**Tasks and exercises:**
1 - Answer these questions from the passage on the House Republicans' shutdown strategy, one answer a line:
(a) Who spoke at the press conference about the bill to fund NIH cancer clinics?
(b) How many Republican continuing resolutions have some Democrats voted for?
(c) About how many Democrats have voted for all or most of those resolutions?
2 - Please carry the passage on the House Republicans' shutdown strategy further, picking up after its last sentence.

(Source passage begins)

Republicans in the House of Representatives have had a consistent strategy during the government shutdown: Go small. In a rare display of unity from a fractured caucus, GOPers have passed a series of small bills that would fund agencies like the National Park Service and National Institutes of Health, while continuing to oppose any larger continuing resolution to fund the federal government. The idea was simple: Give Democrats the choice of either splitting ranks, or casting votes against popular (and emotionally resonant) programs.
"I say to Harry Reid in the Senate, bring this up for a vote!" said Rep. Renee Ellmers (R-N.C.) at a press conference touting the House's bill to fund NIH cancer clinics. "Don't take hope away from those families! Don't take hope away from those moms!"
But House Republicans have had company. Some two dozen Democrats have voted for all or most of the nine Republican continuing resolutions, joining their colleagues to support sequestration-level funding for the NIH, National Park Service, Federal Emergency Management Agency, District of Columbia, National Guard, veterans benefits, nutrition assistance, Food and Drug Administration, and Head Start.

(Source passage ends)
(Excerpted data begins)

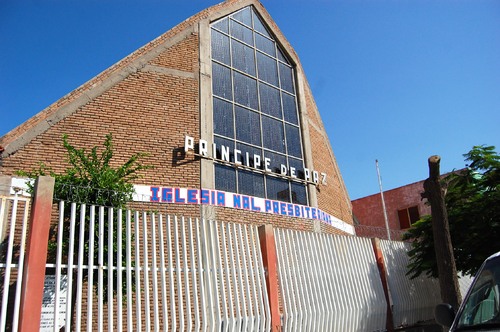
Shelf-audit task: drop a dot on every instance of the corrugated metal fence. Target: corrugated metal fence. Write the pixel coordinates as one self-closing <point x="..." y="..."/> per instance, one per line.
<point x="329" y="283"/>
<point x="117" y="270"/>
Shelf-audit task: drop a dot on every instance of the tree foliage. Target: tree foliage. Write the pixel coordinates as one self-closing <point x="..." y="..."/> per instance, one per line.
<point x="473" y="204"/>
<point x="91" y="179"/>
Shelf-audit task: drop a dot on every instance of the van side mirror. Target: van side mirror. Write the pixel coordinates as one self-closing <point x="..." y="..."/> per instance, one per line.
<point x="444" y="314"/>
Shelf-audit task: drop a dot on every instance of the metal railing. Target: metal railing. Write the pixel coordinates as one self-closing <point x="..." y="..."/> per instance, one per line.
<point x="14" y="212"/>
<point x="138" y="271"/>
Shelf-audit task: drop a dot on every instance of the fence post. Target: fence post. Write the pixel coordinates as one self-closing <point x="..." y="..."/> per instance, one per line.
<point x="36" y="255"/>
<point x="270" y="261"/>
<point x="383" y="277"/>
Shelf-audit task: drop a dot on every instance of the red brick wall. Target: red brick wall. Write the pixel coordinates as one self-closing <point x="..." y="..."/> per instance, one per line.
<point x="151" y="110"/>
<point x="369" y="212"/>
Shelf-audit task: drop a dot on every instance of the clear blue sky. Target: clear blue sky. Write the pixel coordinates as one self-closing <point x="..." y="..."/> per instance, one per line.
<point x="396" y="80"/>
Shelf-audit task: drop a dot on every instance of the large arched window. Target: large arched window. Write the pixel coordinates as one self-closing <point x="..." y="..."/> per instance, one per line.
<point x="255" y="116"/>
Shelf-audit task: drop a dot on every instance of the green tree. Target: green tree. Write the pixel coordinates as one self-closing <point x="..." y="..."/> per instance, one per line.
<point x="473" y="204"/>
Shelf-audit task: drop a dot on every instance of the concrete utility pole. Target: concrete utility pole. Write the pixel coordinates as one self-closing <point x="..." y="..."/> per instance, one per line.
<point x="448" y="279"/>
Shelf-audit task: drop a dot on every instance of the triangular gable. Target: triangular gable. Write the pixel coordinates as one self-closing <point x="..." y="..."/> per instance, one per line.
<point x="70" y="103"/>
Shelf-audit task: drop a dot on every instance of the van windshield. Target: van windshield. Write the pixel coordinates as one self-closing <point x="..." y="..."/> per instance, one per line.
<point x="482" y="306"/>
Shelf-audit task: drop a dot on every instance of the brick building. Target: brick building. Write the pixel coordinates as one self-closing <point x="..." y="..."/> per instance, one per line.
<point x="223" y="108"/>
<point x="404" y="206"/>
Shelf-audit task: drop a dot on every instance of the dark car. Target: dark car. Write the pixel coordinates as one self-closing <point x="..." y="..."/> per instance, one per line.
<point x="480" y="310"/>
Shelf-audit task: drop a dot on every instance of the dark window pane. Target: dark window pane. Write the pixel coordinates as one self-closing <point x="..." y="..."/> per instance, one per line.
<point x="251" y="152"/>
<point x="267" y="69"/>
<point x="270" y="102"/>
<point x="221" y="81"/>
<point x="259" y="26"/>
<point x="225" y="178"/>
<point x="299" y="194"/>
<point x="223" y="118"/>
<point x="220" y="47"/>
<point x="247" y="126"/>
<point x="276" y="161"/>
<point x="245" y="90"/>
<point x="289" y="108"/>
<point x="286" y="77"/>
<point x="244" y="16"/>
<point x="298" y="165"/>
<point x="272" y="132"/>
<point x="277" y="189"/>
<point x="241" y="32"/>
<point x="250" y="183"/>
<point x="293" y="141"/>
<point x="243" y="57"/>
<point x="265" y="45"/>
<point x="222" y="25"/>
<point x="223" y="148"/>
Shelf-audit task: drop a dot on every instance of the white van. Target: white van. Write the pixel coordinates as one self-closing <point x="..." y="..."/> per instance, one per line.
<point x="480" y="310"/>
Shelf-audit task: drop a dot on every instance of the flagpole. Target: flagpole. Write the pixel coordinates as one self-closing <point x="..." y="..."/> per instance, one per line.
<point x="383" y="202"/>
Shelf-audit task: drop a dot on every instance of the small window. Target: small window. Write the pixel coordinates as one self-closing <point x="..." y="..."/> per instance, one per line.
<point x="256" y="121"/>
<point x="408" y="217"/>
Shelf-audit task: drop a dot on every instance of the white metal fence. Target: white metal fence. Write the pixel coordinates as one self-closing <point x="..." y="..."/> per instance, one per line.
<point x="329" y="283"/>
<point x="116" y="270"/>
<point x="14" y="212"/>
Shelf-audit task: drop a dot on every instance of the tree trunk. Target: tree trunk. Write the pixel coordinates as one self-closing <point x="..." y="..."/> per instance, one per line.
<point x="448" y="279"/>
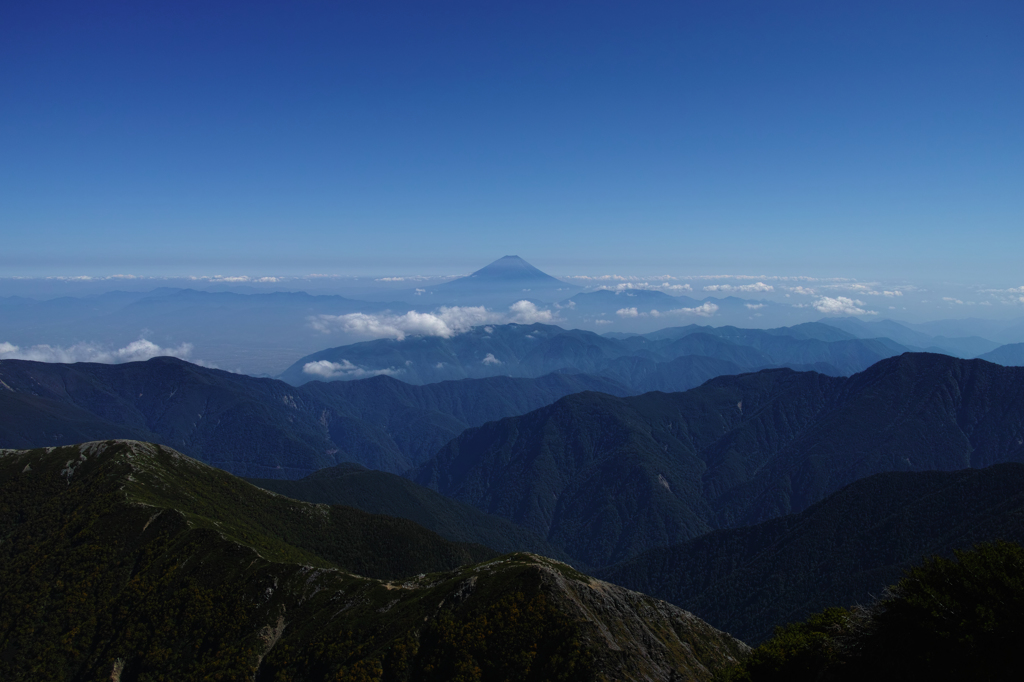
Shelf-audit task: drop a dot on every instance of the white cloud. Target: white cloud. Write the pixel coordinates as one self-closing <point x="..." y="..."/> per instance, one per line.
<point x="525" y="312"/>
<point x="758" y="287"/>
<point x="841" y="305"/>
<point x="706" y="310"/>
<point x="343" y="370"/>
<point x="646" y="286"/>
<point x="89" y="352"/>
<point x="444" y="322"/>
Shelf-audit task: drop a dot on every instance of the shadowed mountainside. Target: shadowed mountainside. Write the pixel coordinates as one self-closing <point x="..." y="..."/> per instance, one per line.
<point x="840" y="552"/>
<point x="259" y="427"/>
<point x="126" y="560"/>
<point x="604" y="477"/>
<point x="380" y="493"/>
<point x="532" y="350"/>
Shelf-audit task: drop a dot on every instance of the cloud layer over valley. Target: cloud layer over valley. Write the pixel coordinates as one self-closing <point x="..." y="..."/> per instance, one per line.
<point x="90" y="352"/>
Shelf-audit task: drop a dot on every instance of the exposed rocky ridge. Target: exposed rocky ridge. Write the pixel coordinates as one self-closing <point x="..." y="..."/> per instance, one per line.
<point x="840" y="552"/>
<point x="103" y="574"/>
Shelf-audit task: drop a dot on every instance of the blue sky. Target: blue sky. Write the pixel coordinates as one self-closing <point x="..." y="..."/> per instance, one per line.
<point x="854" y="139"/>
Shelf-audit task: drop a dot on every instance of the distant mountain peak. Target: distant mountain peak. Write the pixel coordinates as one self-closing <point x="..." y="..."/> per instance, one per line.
<point x="512" y="267"/>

(Excerpted data ends)

**Expected outputs:**
1 -
(a) Rep. Renee Ellmers (R-N.C.)
(b) Nine
(c) Some two dozen

2 -
In some cases, the reasons for doing so seem straightforward. Fifteen of those Democrats crossover votes are included in the Democratic Congressional Campaign Committee's "Frontline" list of the seats it will focus on defending in 2014, and eight serve in districts carried by Mitt Romney in 2012. (Arizona Rep. Ann Kirkpatrick is the only Democrat from a red district to toe the party line completely on the continuing resolution votes.) That's the best explanation for the votes of Reps. Cheri Bustos (Ill.), Brad Schneider (Ill.), Joe Garcia (Fla.), Scott Peters (Calif.), Kyrsten Sinema (Ariz.), Ami Bera (Calif.), Raul Ruiz (Calif.), Ron Barber (Ariz.), Patrick Murphy (Fla.), Mike McIntyre (N.C.), Jim Matheson (Utah), Suzan DelBene (Wash.), Sean Maloney (N.Y.), Pete Gallego (Texas), and John Barrow (Ga.).
And two Democratic congressmen—Reps. Bruce Braley of Iowa and Gary Peters of Michigan—represent otherwise blue districts but have entered competitive Senate races.
That leaves six Democrats—Reps. Jared Polis (Colo.), Stephen Lynch (Mass.), Bill Foster (Ill.), Dan Lipinski (Ill.), Dave Loebsack (Iowa), and John Garamendi (Calif.)—from relatively safe districts, all of which Obama carried by double digits in both 2008 and 2012, who crossed party lines to support Republicans' gimmick funding plan. So what gives?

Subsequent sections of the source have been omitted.